## Text section

# Peppered Pork



## MilburnCreek (Oct 28, 2013)

You'll swear this is beef - tender beef at that.  This can be eaten as is, with a side dish of spinach sprinkled with lemon & parmesan (pictured), or, for more carbs, over a dish of pasta. This is my EASIEST recipe EVER.







*Ingredients*

1 1/4 lbs Pork Tenderloin, sliced into 'medallions'
2 Cups chopped brown Mushroom Caps (FRESH, *not* canned!)
1 Cup Dry Sherry
1 Cup Apple Cider
1 Tablespoon cracked Black Pepper
10 crushed Garlic Cloves
1 T. Soy Sauce
2 T. Worcestershire sauce
1 T. White Flour

*Directions*

1) Mix ALL ingredients except flour in a covered pot and boil at high heat for 15 mins. Stir occasionally to keep from burning

2) As liquid boils down to just a little bit, add 1/2 cup water and scrape any burned scraps off the bottom. Mix well, cook one more minute.

[Image location labeling entries]

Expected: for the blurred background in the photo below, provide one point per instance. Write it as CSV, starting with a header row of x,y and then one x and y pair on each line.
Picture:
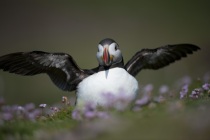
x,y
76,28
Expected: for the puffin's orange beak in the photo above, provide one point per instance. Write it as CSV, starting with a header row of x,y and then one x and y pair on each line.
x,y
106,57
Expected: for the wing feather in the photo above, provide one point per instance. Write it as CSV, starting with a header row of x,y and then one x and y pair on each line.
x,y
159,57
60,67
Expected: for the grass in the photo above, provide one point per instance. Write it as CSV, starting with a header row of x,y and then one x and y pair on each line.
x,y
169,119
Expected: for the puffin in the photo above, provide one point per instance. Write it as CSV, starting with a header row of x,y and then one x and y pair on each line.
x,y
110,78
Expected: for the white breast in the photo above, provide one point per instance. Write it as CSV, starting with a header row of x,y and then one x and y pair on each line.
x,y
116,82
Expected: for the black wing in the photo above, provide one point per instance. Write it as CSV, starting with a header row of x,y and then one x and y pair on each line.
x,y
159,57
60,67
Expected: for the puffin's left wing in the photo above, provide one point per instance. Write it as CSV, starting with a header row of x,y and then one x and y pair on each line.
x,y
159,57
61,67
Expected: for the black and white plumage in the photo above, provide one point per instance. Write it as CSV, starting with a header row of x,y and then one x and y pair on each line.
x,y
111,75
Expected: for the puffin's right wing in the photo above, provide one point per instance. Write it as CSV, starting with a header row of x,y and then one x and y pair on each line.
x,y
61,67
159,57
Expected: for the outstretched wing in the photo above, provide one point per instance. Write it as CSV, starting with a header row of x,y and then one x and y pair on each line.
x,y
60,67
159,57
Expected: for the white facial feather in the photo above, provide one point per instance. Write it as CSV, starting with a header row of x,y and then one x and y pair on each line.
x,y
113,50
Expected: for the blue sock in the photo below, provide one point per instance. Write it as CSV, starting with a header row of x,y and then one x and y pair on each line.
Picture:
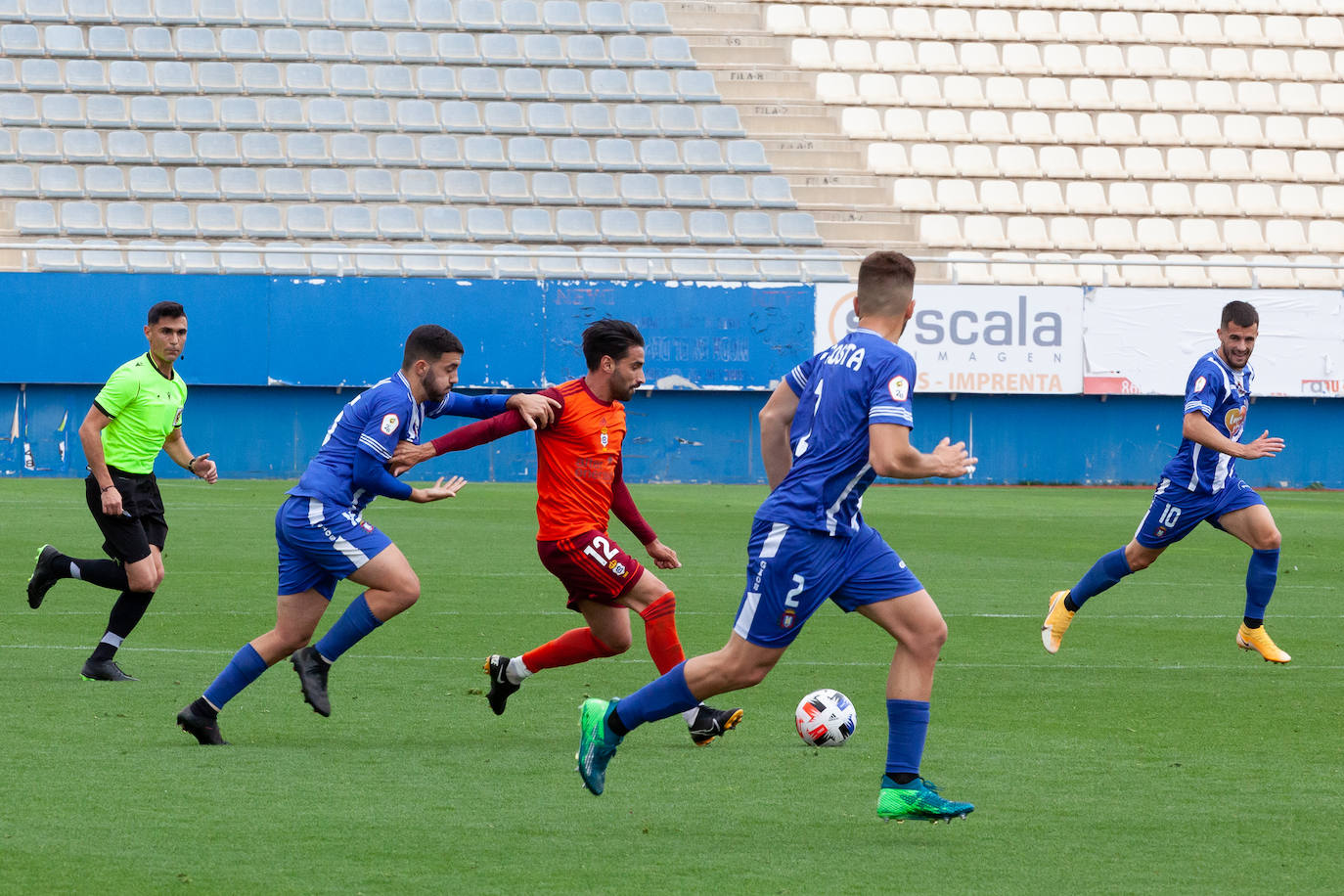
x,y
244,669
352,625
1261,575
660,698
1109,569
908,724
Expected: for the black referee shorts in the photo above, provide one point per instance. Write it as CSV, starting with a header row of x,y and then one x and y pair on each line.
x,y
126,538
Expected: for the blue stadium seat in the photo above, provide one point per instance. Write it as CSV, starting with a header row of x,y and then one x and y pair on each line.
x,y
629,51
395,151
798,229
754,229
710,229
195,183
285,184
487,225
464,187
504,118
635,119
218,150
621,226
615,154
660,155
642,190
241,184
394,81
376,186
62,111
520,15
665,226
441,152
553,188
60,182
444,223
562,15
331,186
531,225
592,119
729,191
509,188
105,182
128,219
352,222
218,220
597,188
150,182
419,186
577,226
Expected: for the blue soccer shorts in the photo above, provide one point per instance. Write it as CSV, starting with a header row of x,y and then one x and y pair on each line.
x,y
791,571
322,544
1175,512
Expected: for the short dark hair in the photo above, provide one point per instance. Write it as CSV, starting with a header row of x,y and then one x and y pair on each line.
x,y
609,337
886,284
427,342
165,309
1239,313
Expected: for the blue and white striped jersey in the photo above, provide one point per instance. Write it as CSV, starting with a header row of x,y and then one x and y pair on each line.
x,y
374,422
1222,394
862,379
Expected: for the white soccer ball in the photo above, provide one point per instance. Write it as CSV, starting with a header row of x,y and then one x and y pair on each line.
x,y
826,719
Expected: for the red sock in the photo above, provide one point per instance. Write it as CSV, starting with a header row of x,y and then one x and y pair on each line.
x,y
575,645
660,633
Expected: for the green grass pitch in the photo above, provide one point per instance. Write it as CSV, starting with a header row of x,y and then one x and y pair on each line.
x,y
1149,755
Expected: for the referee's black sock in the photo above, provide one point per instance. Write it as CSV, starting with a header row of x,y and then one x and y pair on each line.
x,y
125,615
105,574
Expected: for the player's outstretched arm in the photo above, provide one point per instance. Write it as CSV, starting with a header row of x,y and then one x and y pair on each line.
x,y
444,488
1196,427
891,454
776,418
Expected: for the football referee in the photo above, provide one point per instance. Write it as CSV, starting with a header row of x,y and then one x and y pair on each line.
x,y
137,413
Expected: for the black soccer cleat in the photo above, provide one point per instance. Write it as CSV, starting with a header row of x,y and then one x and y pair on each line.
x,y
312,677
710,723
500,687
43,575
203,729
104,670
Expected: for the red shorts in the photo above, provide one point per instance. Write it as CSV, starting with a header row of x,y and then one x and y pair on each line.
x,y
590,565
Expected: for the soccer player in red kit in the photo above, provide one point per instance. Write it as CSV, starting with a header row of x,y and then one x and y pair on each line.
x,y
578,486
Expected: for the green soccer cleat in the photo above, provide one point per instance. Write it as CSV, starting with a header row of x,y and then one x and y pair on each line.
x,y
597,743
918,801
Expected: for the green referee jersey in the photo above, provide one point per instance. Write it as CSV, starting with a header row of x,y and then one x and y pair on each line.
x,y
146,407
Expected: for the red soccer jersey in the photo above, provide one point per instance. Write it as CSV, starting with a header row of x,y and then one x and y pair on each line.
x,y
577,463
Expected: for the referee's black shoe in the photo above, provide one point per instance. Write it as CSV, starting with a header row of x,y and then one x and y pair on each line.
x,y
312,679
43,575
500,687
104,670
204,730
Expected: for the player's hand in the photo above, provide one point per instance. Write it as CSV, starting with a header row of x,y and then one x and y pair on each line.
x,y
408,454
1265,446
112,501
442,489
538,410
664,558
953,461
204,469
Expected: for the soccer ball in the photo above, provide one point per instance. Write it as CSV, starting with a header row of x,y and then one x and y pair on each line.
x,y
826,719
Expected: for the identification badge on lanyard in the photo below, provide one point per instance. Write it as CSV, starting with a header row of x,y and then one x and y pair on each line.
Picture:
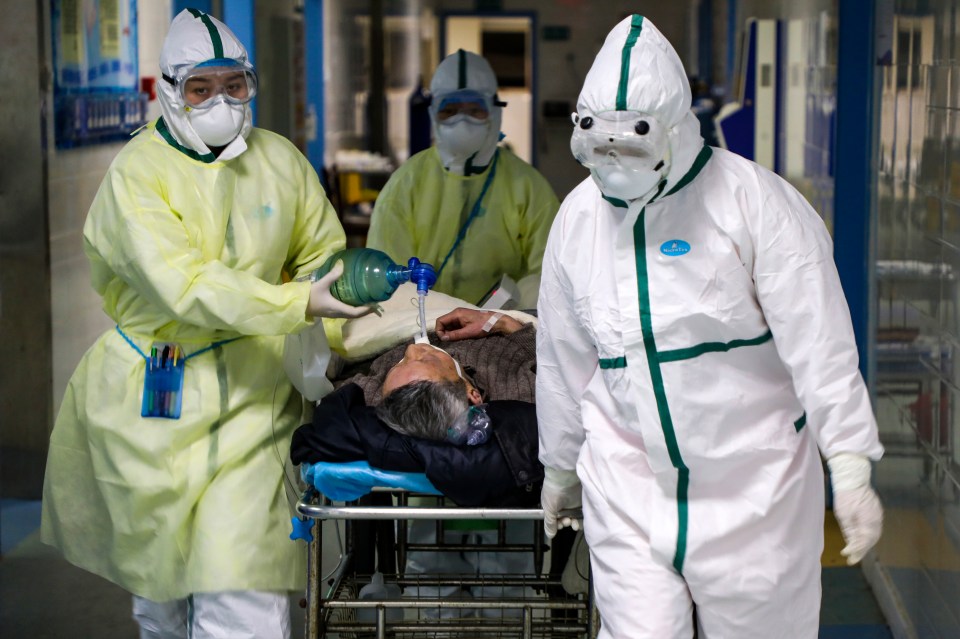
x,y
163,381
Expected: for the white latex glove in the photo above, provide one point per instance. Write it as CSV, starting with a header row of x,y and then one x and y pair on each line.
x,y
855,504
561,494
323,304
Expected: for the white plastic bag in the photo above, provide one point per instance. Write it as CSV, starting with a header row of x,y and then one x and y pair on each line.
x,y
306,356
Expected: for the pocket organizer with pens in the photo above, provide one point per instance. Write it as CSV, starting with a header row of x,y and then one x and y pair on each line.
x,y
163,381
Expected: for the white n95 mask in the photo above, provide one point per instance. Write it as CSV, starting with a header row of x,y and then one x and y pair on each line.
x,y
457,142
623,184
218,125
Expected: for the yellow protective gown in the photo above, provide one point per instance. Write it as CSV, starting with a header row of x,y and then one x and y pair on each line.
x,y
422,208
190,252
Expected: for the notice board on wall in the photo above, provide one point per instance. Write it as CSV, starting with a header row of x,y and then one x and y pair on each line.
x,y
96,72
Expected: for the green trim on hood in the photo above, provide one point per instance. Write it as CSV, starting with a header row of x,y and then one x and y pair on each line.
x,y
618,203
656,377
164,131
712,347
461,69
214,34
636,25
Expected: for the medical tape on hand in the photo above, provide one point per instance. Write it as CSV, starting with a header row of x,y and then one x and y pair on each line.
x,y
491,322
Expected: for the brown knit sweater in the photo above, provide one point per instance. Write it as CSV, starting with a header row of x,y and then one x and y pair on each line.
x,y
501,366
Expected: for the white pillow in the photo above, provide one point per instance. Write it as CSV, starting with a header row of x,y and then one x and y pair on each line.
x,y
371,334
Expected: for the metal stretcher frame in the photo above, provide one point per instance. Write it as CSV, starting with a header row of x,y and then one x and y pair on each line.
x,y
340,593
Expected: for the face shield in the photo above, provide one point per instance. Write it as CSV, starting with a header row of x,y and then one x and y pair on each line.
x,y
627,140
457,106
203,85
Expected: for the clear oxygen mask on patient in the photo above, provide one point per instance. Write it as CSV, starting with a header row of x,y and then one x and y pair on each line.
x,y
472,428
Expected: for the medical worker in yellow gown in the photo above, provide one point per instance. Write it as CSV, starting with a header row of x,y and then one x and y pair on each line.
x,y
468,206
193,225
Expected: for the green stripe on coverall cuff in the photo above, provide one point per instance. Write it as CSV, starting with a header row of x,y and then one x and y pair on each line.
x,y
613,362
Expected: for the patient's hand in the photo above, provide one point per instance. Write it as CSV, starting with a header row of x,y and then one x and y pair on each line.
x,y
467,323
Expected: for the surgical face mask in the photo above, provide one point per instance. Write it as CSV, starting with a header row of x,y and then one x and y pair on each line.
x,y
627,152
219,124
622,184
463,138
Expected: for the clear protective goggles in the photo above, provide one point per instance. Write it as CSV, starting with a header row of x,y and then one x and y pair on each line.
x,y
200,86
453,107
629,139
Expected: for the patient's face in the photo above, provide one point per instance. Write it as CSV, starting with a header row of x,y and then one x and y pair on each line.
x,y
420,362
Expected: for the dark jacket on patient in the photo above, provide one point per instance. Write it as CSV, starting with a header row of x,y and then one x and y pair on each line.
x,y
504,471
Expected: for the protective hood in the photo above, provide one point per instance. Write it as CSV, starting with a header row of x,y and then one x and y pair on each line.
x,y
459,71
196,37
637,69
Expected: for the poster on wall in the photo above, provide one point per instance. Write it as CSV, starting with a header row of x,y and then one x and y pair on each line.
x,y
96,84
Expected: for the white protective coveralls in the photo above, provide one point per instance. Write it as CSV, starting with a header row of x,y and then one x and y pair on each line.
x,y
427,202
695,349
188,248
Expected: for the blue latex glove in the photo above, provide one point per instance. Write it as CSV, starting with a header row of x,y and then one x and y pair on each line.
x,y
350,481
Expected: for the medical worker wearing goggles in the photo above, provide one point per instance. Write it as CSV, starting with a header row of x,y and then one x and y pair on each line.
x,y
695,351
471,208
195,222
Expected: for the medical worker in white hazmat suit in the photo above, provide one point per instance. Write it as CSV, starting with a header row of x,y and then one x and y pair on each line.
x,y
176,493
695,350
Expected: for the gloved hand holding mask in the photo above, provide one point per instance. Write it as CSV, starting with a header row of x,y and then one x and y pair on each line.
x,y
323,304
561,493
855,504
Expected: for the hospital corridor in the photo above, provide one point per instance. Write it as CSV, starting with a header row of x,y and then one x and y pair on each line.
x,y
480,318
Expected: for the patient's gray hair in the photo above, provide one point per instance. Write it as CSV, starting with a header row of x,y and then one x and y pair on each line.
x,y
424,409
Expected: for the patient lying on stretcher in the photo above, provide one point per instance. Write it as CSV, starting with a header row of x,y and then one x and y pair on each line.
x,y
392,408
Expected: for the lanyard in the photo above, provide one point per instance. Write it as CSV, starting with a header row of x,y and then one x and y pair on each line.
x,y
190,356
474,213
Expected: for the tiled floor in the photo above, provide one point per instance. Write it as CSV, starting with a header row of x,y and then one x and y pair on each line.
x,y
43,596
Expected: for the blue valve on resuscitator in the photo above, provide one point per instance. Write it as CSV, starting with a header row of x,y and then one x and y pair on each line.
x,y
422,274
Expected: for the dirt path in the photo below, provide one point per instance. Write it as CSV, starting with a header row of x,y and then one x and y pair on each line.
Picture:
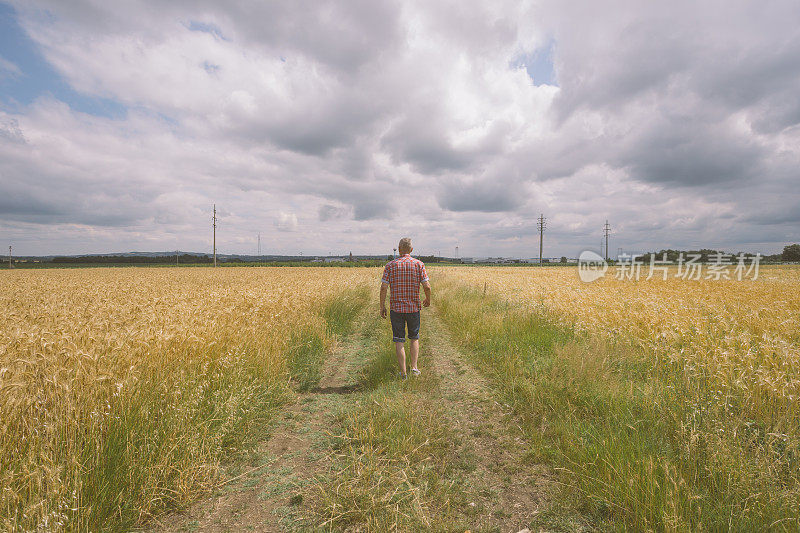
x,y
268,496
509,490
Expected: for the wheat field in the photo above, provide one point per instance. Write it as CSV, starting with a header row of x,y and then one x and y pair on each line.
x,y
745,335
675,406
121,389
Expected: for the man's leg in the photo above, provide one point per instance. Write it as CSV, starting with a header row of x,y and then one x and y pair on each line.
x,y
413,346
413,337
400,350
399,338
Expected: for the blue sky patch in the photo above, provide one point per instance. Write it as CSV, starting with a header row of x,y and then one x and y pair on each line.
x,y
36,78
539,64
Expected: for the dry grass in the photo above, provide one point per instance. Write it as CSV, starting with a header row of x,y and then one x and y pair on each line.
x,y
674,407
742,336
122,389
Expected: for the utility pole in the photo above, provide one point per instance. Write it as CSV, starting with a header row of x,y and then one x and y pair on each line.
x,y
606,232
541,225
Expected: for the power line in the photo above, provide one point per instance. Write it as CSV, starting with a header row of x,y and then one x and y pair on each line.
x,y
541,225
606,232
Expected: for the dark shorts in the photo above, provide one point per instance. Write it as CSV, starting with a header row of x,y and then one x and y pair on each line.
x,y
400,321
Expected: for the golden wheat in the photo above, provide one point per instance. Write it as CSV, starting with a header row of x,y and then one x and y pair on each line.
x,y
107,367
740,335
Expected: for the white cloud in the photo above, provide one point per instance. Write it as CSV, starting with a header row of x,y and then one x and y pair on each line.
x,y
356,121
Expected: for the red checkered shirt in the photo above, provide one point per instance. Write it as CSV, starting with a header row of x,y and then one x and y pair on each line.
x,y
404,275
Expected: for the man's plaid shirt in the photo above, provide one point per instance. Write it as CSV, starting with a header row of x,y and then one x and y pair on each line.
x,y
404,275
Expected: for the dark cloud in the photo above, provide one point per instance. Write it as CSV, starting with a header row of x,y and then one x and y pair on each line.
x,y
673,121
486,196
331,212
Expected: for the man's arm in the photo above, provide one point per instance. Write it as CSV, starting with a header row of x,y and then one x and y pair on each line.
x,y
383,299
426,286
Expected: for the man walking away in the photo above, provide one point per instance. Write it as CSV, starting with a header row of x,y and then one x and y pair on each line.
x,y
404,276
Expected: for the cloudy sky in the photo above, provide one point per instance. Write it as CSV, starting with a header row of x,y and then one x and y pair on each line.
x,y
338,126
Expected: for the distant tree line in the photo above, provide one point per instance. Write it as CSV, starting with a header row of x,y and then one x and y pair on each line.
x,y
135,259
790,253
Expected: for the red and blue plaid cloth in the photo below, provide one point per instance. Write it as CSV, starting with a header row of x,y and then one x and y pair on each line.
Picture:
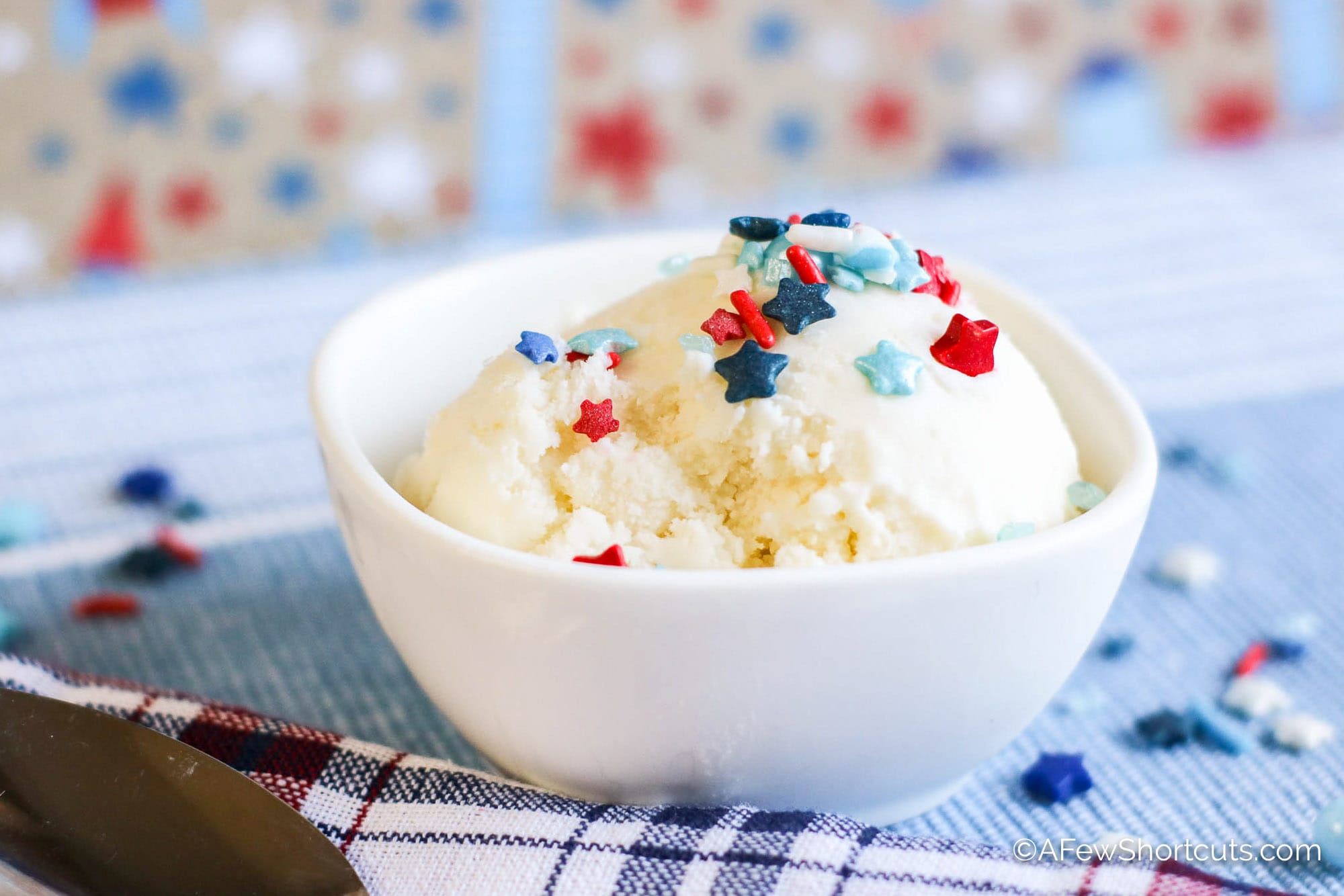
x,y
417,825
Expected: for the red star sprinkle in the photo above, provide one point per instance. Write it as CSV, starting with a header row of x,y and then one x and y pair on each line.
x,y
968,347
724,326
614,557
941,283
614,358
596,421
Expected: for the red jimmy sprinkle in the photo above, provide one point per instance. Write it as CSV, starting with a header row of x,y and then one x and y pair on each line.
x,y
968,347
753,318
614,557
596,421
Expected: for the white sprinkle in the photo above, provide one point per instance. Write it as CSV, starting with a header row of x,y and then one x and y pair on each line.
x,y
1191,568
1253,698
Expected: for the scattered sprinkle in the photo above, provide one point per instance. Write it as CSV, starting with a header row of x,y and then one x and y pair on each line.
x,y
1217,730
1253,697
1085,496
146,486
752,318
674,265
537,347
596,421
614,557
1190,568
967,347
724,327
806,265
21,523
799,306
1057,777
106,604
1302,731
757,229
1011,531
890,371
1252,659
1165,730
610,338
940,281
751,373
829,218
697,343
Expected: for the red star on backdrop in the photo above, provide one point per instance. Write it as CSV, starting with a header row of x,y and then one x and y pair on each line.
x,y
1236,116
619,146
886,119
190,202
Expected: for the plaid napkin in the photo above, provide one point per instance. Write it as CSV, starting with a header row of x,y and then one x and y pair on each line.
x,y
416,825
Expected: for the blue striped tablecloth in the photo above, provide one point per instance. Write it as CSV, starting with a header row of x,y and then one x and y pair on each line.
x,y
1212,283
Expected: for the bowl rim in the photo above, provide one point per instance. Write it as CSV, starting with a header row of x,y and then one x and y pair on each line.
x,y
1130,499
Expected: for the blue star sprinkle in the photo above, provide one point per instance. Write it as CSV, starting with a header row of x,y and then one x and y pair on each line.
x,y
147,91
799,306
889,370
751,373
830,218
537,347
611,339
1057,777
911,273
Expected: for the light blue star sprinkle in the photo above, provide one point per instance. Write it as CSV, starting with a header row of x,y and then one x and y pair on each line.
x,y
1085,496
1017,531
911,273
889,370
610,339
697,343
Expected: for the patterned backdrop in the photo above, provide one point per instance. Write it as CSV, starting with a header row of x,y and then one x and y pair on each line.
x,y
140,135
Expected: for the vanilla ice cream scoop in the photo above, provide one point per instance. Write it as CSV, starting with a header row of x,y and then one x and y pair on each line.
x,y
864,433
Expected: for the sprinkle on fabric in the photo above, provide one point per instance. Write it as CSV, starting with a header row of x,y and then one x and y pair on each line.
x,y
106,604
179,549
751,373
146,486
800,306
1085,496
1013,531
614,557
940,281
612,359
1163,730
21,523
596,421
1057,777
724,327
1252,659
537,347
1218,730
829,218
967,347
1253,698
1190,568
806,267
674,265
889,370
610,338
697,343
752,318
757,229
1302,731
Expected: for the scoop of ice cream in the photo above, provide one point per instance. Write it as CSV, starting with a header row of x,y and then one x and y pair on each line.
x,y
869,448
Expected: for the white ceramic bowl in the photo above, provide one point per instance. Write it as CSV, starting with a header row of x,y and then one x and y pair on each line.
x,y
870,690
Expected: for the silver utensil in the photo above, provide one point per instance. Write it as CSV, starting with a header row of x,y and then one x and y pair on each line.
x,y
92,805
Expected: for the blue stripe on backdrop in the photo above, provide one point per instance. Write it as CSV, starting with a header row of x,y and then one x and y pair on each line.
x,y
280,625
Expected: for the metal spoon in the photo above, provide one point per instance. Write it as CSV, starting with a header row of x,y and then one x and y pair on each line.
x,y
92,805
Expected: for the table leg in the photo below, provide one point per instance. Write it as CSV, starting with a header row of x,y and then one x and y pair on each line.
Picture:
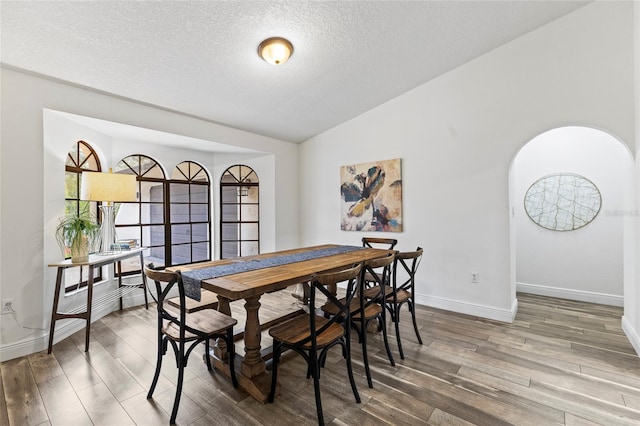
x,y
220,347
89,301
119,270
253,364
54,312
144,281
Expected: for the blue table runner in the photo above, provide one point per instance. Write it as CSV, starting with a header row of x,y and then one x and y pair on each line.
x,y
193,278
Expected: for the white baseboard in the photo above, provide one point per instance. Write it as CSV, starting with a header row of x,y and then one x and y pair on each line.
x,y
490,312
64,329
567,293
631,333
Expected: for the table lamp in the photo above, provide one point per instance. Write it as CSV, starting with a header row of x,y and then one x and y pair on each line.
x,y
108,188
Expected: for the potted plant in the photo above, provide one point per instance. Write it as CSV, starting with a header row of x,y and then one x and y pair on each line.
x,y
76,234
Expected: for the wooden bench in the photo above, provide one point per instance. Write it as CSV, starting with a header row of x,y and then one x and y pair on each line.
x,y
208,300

## Aim
Continue the peppered pork recipe from where it stops.

## Exercise answer
3) Remove from heat, and drain liquid into a small bowl. In a separate cup, thoroughly mix flour in a 1/4 cup COLD water. When dissolved, pour slowly into bowl of pan drippings while stirring thoroughly.

4) Add flour/liquid mix back into pot, and cook at high heat, stirring constantly, for 1 minute.

Serving Size: Makes two servings. Serve on bed of noodles to stretch.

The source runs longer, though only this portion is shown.